## begin
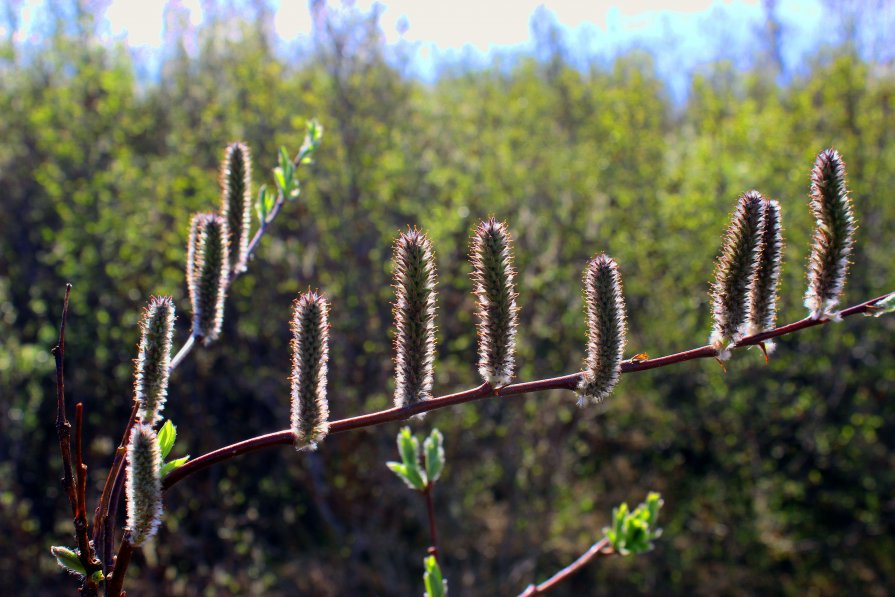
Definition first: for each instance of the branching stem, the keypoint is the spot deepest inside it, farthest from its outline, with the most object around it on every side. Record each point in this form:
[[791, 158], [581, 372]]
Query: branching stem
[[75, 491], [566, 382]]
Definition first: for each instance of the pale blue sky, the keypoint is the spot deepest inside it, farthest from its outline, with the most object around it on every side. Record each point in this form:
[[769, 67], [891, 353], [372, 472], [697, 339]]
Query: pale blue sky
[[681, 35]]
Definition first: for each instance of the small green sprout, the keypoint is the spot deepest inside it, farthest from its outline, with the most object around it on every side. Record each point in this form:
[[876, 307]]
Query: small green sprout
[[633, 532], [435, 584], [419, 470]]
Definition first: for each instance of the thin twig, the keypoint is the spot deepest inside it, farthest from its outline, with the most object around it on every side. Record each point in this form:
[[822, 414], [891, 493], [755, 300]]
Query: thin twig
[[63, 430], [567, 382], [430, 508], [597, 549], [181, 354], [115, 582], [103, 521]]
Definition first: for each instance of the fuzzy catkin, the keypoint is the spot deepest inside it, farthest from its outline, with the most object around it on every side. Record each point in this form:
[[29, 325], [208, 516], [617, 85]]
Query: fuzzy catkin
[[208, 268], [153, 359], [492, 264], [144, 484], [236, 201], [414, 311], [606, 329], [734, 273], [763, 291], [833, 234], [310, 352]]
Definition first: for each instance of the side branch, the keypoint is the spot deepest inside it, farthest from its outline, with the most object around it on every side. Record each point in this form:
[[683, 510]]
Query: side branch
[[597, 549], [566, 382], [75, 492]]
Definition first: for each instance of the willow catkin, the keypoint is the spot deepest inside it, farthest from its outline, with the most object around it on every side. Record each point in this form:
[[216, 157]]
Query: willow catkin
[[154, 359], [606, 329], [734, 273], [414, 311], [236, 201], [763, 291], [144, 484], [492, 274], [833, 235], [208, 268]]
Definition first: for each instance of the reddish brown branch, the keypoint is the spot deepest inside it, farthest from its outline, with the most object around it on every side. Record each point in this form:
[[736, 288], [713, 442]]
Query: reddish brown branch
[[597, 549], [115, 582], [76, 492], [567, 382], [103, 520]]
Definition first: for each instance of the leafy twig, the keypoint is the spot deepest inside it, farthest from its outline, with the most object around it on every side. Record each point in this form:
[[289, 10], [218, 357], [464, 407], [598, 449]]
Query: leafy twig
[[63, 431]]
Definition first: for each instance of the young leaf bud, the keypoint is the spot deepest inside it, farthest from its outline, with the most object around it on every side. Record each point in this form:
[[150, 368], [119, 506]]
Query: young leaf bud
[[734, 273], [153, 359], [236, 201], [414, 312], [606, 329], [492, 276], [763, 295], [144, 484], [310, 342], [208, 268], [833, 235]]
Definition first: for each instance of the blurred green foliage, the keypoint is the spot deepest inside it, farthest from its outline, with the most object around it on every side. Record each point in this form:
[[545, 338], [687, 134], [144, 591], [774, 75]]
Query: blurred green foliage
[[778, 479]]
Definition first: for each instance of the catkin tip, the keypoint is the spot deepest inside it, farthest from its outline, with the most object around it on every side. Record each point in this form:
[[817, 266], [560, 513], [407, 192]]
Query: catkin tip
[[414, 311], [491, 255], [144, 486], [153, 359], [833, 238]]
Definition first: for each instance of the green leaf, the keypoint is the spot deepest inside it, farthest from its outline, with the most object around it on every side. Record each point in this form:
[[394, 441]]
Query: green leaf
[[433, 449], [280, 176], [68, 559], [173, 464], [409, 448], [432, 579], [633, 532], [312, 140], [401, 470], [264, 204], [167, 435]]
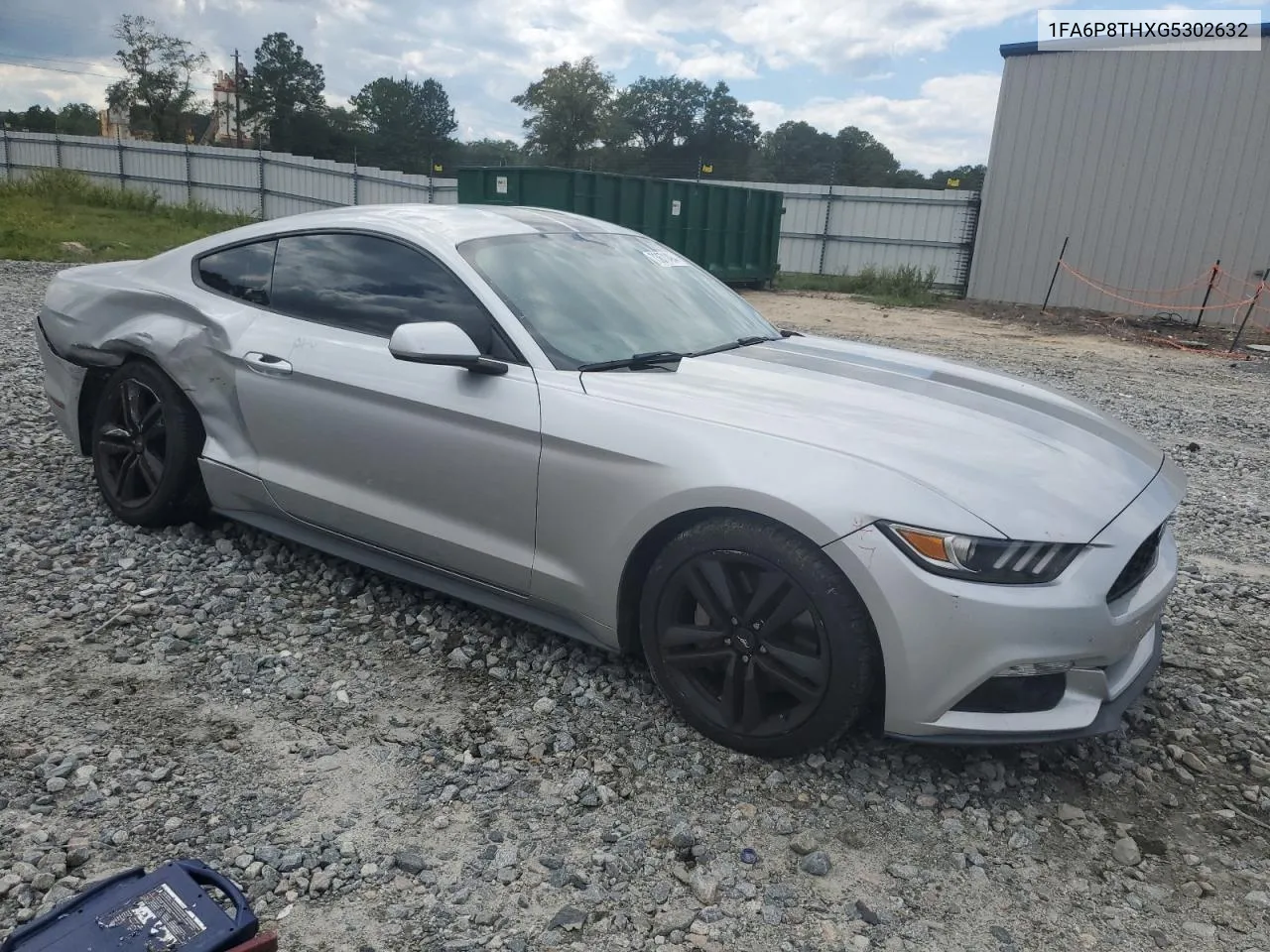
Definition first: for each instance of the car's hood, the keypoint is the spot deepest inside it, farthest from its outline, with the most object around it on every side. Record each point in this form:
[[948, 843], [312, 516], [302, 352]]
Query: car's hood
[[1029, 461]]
## end
-- THE PROBLEM --
Can you render every line of the records above as a Markdown table with the columns "Row" and "Text", numbering each row and skipping blank lines? Leave the pictures out.

-- TASK ANSWER --
| Row | Text |
|---|---|
| 1 | Definition first: for each instance of the branching stem, the keypoint is the spot deepest inside it, farthest from its outline, with the most object around it on every side. Record each point in this form: |
| 2 | [[791, 158], [581, 372]] |
| 3 | Query: branching stem |
| 4 | [[75, 491], [566, 382]] |
| 5 | Definition first: for each instance of the pale blue sky, the keypoint is the spot deepest inside it, farthest from its outline, with the most object around it on every side. Record each point in this form: |
| 6 | [[769, 67], [891, 353], [372, 472], [697, 339]] |
| 7 | Query: pale blue sky |
| 8 | [[681, 35]] |
| 9 | Definition first: for each instance of the small green sprout, the keypoint is the spot deepest inside it, farthest from its outline, with the most object around it on every side. Record each point in this form: |
| 10 | [[876, 307]] |
| 11 | Query: small green sprout |
| 12 | [[633, 532], [435, 584], [419, 470]] |
| 13 | Definition first: for each instance of the thin twig, the keypoint is the spot deepest inside it, farthest from its outline, with the most object around it on every side. Record each point in this form: |
| 14 | [[822, 414], [891, 493], [755, 300]] |
| 15 | Query: thin twig |
| 16 | [[63, 430], [567, 382], [430, 508], [597, 549], [181, 354], [115, 582], [103, 521]] |
| 17 | Definition first: for each instance of the fuzzy catkin, the keypoint is the spot deepest inside it, farthest from its outline, with the most object around it on every side. Record each point in this form: |
| 18 | [[29, 325], [208, 516], [617, 85]] |
| 19 | Query: fuzzy catkin |
| 20 | [[208, 268], [153, 359], [492, 264], [144, 484], [236, 201], [414, 311], [606, 329], [734, 273], [763, 291], [833, 234], [310, 352]] |
| 21 | Definition first: for each instance of the side branch, the keypoint is the spot deepest inside it, farthest from its outline, with the most object around it on every side. Record each point in this form: |
| 22 | [[683, 510]] |
| 23 | Query: side branch |
| 24 | [[597, 549], [566, 382], [75, 492]] |
| 25 | Definition first: for each instance of the willow catkin, the keypoint is the spot deepest inside it, farthest from its outline, with the most object around it on every side. Record each point in this form: |
| 26 | [[216, 157]] |
| 27 | Query: willow catkin |
| 28 | [[154, 359], [606, 329], [734, 273], [414, 311], [236, 201], [763, 291], [144, 484], [492, 274], [833, 235], [208, 268]] |
| 29 | Definition first: for each instance of the reddish brown branch, the keypoint is the spot deepest inside it, farthest from its outline, with the most object around it on every side. Record each point in this form: |
| 30 | [[736, 288], [713, 442]] |
| 31 | Query: reddish brown branch |
| 32 | [[597, 549], [115, 582], [76, 492], [567, 382], [103, 520]] |
| 33 | Definition first: for each instance of the leafy twig, the keypoint is the spot deepest inside it, farthest from its outline, with the most object around it on every side. Record each point in this form: |
| 34 | [[289, 10], [218, 357], [464, 407], [598, 449]] |
| 35 | Query: leafy twig |
| 36 | [[63, 431]] |
| 37 | Definition first: for each instance of the young leaf bud, the keypoint is the spot deepest inside it, farthest from its outline, with the most object around it on every side. Record each point in this form: |
| 38 | [[150, 368], [119, 506]] |
| 39 | Query: young leaf bud |
| 40 | [[734, 273], [153, 359], [236, 201], [414, 312], [606, 329], [492, 276], [763, 295], [144, 484], [310, 342], [208, 268], [833, 235]] |
| 41 | Definition first: for each instance of the blurred green foliage, the keypoint is the spot deepest inside it, farthest from its outline, with the most object around it on every side. Record each point in this form: |
| 42 | [[545, 338], [687, 134], [144, 591], [774, 75]] |
| 43 | Query: blurred green foliage |
| 44 | [[778, 479]] |
| 45 | Definition first: for each instance of the catkin tip, the keypoint is the spot deepest inside it, farthest from its outline, with the most object around it on every side. Record each point in this form: |
| 46 | [[817, 266], [560, 513], [407, 192]] |
| 47 | Query: catkin tip |
| 48 | [[414, 311], [491, 255], [144, 486], [153, 359], [833, 238]] |
| 49 | Definition first: for each instance of the green leaf, the keypoint is the spot deepest inside it, farthest from its outline, with the most object around it on every side. Record each point in this form: |
| 50 | [[394, 441]] |
| 51 | Query: green leaf |
| 52 | [[433, 449], [280, 176], [68, 559], [173, 464], [409, 448], [432, 579], [633, 532], [312, 140], [401, 470], [264, 204], [167, 435]] |
| 53 | Definition first: for each instance of the car's hood, the keypoint is the spot deepest inside it, farthest from its outline, with the most object around it on every side. Record each point in this form: |
| 54 | [[948, 843], [312, 516], [302, 352]] |
| 55 | Query: car's hood |
| 56 | [[1029, 461]] |